Extracted data entries
++++++++

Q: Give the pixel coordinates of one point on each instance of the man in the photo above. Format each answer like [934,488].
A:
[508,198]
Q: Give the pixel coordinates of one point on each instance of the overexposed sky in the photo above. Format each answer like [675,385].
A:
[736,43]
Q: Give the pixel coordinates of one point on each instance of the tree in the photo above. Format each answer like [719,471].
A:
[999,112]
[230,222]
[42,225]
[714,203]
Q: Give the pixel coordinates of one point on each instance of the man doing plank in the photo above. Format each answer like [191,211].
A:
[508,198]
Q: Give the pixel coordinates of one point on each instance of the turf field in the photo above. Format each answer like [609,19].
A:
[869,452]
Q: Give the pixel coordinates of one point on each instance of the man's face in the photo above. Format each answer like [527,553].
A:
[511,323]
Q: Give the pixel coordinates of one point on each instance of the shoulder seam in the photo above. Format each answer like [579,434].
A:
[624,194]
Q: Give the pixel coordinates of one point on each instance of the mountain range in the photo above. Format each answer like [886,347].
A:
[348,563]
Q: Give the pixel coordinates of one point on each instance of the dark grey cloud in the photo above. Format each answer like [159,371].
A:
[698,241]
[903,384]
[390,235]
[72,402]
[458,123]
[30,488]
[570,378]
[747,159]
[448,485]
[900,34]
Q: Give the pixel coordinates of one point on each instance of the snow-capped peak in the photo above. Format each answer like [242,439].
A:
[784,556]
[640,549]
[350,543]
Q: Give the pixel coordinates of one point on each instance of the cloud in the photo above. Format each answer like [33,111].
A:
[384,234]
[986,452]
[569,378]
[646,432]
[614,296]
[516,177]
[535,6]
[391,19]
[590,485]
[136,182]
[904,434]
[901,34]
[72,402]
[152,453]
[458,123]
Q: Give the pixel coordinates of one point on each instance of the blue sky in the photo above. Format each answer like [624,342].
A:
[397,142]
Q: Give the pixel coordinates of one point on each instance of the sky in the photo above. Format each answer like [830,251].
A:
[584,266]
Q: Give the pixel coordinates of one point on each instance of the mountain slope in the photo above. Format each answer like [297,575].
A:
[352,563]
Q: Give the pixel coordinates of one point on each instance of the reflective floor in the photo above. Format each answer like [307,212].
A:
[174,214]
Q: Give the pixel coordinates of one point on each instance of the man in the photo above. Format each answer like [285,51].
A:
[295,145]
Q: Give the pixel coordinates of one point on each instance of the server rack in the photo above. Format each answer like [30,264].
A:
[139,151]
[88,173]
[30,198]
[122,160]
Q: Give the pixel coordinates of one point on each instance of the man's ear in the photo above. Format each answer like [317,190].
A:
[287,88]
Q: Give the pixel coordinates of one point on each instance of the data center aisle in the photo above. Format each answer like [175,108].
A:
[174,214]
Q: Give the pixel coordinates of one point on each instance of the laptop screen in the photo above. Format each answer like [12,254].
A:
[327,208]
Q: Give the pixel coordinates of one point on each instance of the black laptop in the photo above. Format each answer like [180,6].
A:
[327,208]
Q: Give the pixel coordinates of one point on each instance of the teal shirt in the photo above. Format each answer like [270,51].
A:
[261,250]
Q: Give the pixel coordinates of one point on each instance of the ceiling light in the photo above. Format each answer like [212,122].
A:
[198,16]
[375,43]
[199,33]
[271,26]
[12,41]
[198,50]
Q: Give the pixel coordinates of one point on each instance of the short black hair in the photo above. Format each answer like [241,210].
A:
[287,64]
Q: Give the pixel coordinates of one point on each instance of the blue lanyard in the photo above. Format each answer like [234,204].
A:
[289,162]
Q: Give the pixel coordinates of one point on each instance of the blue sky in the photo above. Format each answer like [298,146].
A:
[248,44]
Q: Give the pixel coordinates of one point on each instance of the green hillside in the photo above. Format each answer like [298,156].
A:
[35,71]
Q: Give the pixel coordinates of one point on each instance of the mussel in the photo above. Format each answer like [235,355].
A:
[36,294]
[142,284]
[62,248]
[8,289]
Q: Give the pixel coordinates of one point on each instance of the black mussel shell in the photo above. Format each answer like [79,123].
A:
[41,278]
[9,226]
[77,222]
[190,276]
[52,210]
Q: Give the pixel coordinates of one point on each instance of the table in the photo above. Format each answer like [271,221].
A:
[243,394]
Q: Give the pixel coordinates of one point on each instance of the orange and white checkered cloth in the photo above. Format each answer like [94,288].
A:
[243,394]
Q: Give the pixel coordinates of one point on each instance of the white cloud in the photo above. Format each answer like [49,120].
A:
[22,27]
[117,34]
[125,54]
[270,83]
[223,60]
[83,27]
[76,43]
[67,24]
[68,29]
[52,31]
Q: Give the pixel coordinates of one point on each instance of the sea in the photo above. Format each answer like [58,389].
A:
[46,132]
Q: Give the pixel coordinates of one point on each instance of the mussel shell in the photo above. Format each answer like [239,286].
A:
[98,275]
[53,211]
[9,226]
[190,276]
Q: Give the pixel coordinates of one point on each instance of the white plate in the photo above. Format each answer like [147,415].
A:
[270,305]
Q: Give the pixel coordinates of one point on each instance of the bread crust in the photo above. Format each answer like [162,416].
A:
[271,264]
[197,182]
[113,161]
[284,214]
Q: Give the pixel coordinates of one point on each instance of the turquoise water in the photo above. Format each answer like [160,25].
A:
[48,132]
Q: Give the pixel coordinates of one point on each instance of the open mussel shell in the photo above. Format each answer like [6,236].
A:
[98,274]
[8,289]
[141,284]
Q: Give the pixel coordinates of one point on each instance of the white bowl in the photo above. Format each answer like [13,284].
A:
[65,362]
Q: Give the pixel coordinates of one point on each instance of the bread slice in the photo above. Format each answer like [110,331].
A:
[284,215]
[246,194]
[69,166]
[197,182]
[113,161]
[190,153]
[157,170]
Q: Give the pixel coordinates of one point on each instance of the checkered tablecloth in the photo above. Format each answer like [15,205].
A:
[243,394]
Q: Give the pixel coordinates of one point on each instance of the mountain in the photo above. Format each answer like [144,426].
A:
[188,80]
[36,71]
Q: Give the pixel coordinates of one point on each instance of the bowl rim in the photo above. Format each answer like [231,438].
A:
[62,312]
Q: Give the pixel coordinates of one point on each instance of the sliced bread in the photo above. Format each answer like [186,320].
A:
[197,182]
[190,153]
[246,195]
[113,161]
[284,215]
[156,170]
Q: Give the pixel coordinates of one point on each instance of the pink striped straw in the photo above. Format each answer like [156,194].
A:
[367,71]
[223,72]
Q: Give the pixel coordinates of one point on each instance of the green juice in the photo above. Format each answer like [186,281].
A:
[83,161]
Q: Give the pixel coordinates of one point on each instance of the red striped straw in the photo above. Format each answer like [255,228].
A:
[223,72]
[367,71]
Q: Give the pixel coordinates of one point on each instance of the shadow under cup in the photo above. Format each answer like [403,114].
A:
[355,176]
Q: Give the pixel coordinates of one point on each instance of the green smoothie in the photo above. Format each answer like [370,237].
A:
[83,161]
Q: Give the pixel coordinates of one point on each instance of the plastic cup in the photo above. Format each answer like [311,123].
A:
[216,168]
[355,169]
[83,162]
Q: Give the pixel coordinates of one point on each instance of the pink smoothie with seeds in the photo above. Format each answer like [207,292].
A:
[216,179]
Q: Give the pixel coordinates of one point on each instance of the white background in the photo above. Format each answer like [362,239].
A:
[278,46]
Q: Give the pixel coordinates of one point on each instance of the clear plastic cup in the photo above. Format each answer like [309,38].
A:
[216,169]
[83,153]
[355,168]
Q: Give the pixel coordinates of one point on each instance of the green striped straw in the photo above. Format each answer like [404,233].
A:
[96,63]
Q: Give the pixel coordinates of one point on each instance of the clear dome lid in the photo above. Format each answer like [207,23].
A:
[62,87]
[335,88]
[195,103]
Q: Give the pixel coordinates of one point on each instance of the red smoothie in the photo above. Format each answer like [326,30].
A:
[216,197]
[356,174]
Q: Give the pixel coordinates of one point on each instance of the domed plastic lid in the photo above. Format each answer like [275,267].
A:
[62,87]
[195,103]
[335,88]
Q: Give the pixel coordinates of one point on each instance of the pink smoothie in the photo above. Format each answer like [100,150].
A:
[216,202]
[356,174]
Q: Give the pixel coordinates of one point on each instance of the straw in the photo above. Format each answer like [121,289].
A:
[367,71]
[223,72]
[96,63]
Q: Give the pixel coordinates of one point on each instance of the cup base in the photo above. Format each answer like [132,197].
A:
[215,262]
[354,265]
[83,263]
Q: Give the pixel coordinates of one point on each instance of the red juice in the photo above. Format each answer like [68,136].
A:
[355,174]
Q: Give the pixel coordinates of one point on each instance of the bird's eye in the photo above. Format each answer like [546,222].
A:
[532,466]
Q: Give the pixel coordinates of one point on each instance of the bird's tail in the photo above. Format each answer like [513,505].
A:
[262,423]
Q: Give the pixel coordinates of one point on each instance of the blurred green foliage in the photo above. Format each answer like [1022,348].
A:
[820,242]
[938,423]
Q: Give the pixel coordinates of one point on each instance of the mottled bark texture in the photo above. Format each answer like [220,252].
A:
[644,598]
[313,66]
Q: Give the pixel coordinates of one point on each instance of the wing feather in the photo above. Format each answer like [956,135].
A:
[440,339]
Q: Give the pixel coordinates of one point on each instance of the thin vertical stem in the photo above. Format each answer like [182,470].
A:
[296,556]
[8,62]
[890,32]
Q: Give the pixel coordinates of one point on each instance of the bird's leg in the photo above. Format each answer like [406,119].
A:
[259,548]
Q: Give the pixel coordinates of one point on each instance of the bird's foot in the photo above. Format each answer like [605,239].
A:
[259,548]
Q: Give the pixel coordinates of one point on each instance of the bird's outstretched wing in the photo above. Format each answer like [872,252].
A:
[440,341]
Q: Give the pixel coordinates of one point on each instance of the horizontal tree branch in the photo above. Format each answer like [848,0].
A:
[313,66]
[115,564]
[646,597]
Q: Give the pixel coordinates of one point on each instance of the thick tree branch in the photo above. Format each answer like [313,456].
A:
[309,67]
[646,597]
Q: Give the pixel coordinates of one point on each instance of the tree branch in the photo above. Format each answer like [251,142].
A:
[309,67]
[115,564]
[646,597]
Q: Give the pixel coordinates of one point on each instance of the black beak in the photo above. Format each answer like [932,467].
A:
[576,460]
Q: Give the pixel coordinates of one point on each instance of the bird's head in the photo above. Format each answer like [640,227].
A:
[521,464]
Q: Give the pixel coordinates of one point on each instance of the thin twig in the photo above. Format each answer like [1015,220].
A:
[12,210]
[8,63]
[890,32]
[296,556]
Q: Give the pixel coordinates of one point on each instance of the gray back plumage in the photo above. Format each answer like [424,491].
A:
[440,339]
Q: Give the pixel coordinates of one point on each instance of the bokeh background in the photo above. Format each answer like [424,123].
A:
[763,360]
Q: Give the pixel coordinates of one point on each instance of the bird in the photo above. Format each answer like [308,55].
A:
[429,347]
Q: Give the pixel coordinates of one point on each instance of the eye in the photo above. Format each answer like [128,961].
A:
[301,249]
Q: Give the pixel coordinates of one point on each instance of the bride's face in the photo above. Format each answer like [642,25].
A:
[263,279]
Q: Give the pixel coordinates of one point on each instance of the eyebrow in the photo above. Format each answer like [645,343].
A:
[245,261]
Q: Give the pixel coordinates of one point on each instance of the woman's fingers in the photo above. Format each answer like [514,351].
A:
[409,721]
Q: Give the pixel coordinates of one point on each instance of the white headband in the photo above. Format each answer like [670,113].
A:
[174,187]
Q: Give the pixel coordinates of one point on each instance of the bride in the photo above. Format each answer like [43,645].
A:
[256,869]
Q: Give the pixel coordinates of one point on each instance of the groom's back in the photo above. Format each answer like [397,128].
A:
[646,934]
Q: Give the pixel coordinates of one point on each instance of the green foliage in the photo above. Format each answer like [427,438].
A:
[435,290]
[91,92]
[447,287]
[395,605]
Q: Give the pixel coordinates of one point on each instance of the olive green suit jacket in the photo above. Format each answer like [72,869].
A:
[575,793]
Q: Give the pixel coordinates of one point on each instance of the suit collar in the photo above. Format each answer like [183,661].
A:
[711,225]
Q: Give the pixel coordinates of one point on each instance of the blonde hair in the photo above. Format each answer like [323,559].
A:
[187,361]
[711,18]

++++++++

The request ▸
Return exactly the lines of the data, and only those, from the line with "answer like [645,343]." through the last line, inclusive.

Problem solution ▸
Q: Give the pixel coordinates of one point on each instance of the eyebrow in the photo above. Format each answer like [645,343].
A:
[245,261]
Q: Give the pixel coordinates of one point on each instance of the woman's fingers in the photo above. Format each answer like [514,351].
A:
[409,721]
Q: Give the pixel coordinates of one point on each instance of the white headband in the photo above. Format each answer like [670,113].
A:
[174,187]
Q: Give the pixel coordinates of one point on each instance of the bride in the photo above. Format each answer like [43,645].
A:
[256,869]
Q: Give the pixel coordinates of one point on each instance of the groom's back in the photo above. Format each answer like [397,128].
A:
[646,934]
Q: Give the pixel coordinates of one point on each instance of the green foliage in the photo above. Format each answer like [427,438].
A:
[435,290]
[91,92]
[447,287]
[395,605]
Q: Give the pixel coordinates of one point on each instance of the olive green suit jacket in the photo above. Format each answer like [72,869].
A:
[575,793]
Q: Give the pixel coordinates of one point on each instance of the suit collar in the photo above. Format each answer like [183,661].
A:
[711,225]
Q: Give the pixel coordinates of one point on each instance of the blonde hair in the photo above. Format each answer like [323,559].
A:
[187,361]
[711,18]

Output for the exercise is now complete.